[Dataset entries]
+++++
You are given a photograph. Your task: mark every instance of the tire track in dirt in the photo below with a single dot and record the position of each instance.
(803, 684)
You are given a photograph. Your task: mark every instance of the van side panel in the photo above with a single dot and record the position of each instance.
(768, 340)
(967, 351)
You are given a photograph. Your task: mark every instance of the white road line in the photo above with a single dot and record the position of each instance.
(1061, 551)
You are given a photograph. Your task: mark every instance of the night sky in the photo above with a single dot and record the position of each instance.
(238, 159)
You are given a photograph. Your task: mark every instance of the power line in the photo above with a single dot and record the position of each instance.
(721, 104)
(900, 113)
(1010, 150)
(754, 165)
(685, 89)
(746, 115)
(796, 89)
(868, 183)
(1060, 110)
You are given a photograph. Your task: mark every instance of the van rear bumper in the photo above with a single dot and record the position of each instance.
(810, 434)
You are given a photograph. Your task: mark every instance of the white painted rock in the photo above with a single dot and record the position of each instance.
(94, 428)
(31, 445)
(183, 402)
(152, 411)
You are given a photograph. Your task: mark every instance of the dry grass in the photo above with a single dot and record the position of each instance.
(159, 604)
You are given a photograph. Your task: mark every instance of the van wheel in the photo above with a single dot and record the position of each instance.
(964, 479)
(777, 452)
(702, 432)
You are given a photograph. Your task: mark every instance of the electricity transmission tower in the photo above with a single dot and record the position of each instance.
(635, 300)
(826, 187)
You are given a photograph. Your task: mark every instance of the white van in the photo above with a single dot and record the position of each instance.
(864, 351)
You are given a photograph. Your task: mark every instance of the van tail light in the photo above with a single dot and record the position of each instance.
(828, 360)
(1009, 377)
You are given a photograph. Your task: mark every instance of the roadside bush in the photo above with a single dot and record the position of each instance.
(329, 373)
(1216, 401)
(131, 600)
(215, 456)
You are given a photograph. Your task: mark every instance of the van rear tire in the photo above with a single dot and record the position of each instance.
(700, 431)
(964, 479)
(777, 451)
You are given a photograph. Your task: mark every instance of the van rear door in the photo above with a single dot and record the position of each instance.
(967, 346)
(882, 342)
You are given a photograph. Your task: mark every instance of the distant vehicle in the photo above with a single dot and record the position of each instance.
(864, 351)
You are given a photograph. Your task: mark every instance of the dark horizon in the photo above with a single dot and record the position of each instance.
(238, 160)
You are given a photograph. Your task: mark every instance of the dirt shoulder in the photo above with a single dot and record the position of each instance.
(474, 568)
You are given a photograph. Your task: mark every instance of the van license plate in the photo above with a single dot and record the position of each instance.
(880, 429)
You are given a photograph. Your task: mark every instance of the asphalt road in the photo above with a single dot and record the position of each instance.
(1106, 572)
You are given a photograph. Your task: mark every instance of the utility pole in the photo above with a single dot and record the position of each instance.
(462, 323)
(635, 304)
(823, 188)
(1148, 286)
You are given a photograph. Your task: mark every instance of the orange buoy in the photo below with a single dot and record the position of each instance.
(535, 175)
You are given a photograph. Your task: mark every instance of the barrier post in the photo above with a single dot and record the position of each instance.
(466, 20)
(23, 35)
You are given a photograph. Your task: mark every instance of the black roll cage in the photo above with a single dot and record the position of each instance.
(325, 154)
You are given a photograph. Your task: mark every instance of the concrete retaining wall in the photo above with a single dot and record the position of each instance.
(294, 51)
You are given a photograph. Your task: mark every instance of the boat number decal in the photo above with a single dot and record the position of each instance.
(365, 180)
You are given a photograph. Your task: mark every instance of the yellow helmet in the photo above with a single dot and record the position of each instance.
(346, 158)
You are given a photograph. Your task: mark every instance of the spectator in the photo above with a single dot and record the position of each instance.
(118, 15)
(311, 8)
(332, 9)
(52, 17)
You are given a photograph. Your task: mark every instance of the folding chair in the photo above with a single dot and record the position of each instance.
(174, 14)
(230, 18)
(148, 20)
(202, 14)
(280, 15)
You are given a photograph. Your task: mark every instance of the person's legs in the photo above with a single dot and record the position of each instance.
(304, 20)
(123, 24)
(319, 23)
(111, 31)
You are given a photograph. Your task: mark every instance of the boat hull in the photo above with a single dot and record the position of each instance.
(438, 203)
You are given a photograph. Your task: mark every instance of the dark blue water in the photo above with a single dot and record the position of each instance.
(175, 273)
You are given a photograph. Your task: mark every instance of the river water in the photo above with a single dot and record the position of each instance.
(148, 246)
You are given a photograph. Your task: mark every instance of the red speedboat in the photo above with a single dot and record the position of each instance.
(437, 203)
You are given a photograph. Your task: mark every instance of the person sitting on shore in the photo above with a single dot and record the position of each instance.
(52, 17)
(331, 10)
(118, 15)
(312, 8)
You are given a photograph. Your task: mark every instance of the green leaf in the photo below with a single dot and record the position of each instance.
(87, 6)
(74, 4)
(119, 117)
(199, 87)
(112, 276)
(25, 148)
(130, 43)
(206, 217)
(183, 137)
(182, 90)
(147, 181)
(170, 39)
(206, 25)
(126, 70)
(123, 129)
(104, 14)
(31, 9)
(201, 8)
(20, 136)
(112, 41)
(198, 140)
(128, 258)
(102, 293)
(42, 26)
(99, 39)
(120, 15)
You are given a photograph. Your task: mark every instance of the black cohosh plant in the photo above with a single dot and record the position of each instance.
+++++
What is being asked: After reading the entries, reproduce every one of them exactly.

Solution to the exercise:
You are given a photograph. Your task: mark every instance of the tire track in dirt in the photo below with a single dot and record the position of each instance.
(803, 684)
You are given a photograph. Your task: mark every instance of the van side panel in the photo above with a single dot and record the position of each instance.
(768, 340)
(967, 351)
You are given a photograph. Your task: mark every instance of the white road line in the photo above with a single dot and record the position of each instance.
(1061, 551)
You are given a photograph. Your task: mark every instance of the night sky in the photo above with a single dot and record the position of each instance.
(238, 159)
You are given a photograph. Your task: mark every instance of the power line in the photo above with a single dot and record the position of each instance.
(721, 104)
(900, 113)
(1010, 150)
(754, 165)
(685, 89)
(746, 115)
(796, 89)
(868, 183)
(1060, 110)
You are given a photograph. Your task: mark every instance of the van rear bumper in the photo above with a single dot and record the position of each instance.
(810, 434)
You are given a photograph. Your task: mark every instance of the white painted rock in the photo above with a single dot and record the position of each instance.
(94, 428)
(31, 445)
(183, 402)
(152, 411)
You are given a photograph. Your task: mark every instance of the dry grass in the photo above with a single dot and record the position of each instance.
(159, 604)
You are given a photograph. Your task: mark every instance of the van wheel in the photo above with a single dot and record the position of each instance.
(964, 479)
(777, 452)
(702, 432)
You are given a photograph. Your task: mark every instance of the electricity transmission tower in the photo above with a single dot and record the position of each instance.
(635, 300)
(826, 187)
You are given a photograph. Your task: mark every instance of the white van in the photo above with a single dot and record the position of each instance.
(864, 351)
You are given a photograph. Your task: mark every instance of the van tail light in the photo above with a single dot and record the position of each instance.
(828, 360)
(1009, 377)
You are given a photograph. Your task: mark every instance of the roadside bush in the photo above with a single dot and record the position of each instance.
(329, 373)
(1216, 401)
(131, 600)
(215, 456)
You are given a photograph. Your task: mark every instance of the van rear tire in the photo above with a single dot and record the position of each instance.
(700, 431)
(964, 479)
(777, 451)
You are given a photograph. Your task: mark every instance of the van rear door in the photo above with a single dot and record the position of each instance.
(967, 346)
(882, 342)
You are given a photograph. Your task: mark every instance of the distant vehicle in the photo above with a single dot and record the position of each instance.
(864, 351)
You are given a photograph. Your task: mark every instance of the dark horizon in the photo above with a single dot and record the position of each instance.
(238, 160)
You are given a photograph. Your task: mark every instance of the dirt shoulder in the photo above with a single dot and record the position of each instance.
(474, 568)
You are given a photograph. Your task: mark every instance of the van license plate in the photo above with a single dot and record the position of each instance.
(880, 429)
You are given a photograph. Your task: mark every instance of the asphalt road in the photo above with a single dot and record the position of each instance.
(1106, 572)
You are given a photograph. Your task: mark every instance of the utility pole in the photo above with a single dot and record the position of each instance.
(462, 323)
(635, 304)
(823, 188)
(1148, 286)
You are given a photograph. Your task: mark every instance of the orange buoy in the photo below with a single dot and record the position of each instance.
(535, 175)
You are given a photograph. Your task: mark every instance of the barrier post in the photo above with a single dot and record the position of each instance.
(466, 20)
(23, 35)
You are given a photograph. Your task: mark every instance of the black roll cage in the photo above with a single dot and record the position of each instance.
(325, 154)
You are given a photograph. Your task: mark every instance of the concrete retaining wall in the photo above with a single dot and record the position of each instance.
(294, 51)
You are given a photograph. Your task: mark every instance of the boat number decal in the photo above with a single dot and record the position of each instance.
(365, 180)
You are given a photograph. Your task: mark every instance of the yellow helmet in the photo above with a single dot and record the position of each instance.
(346, 158)
You are given a photograph. Your task: mark every instance of the spectator in the photo above with a single dot and record the position of each instance.
(118, 15)
(311, 8)
(332, 9)
(52, 17)
You are given a photograph. Your task: mark every instance of the folding chair in the photo above with a single dot and record the position of each instance.
(174, 14)
(230, 18)
(148, 20)
(202, 14)
(280, 15)
You are given a photograph. Your task: mark every instance of the person's legs in the photo above with a single dot and record the position of each instance.
(304, 20)
(123, 24)
(319, 23)
(111, 31)
You are given a photograph. Your task: mark every instance of the boat hull in the photo above with a single dot and record the position of each instance.
(438, 203)
You are given a photograph. Your task: mark every instance of the dark blue water in the photo above with a single dot and record the position of each instance.
(175, 273)
You are given a photograph. Your task: mark every instance of the river water in the photo above with a single dot and record the position of each instance.
(148, 246)
You are given a photograph. Your task: mark every instance of the red speedboat in the photo above with a single dot and record the position of each instance.
(437, 203)
You are given a photograph. Your task: mark every instance of the person sitting on shore in the photo above with a single dot and record the position of each instance.
(52, 17)
(331, 10)
(118, 15)
(312, 8)
You are given a photograph. Your task: mark every instance of the green leaf in the photo below with a single dot and record the position of each instance.
(87, 6)
(74, 4)
(119, 117)
(199, 87)
(112, 276)
(25, 148)
(130, 43)
(206, 217)
(183, 137)
(182, 90)
(147, 181)
(170, 39)
(206, 25)
(126, 70)
(123, 129)
(104, 14)
(31, 9)
(201, 8)
(20, 136)
(112, 41)
(198, 140)
(128, 258)
(102, 293)
(42, 26)
(99, 39)
(120, 15)
You are given a photograph. Your task: mark every instance of the black cohosh plant in the photo above with a single dot and record the position of each instance.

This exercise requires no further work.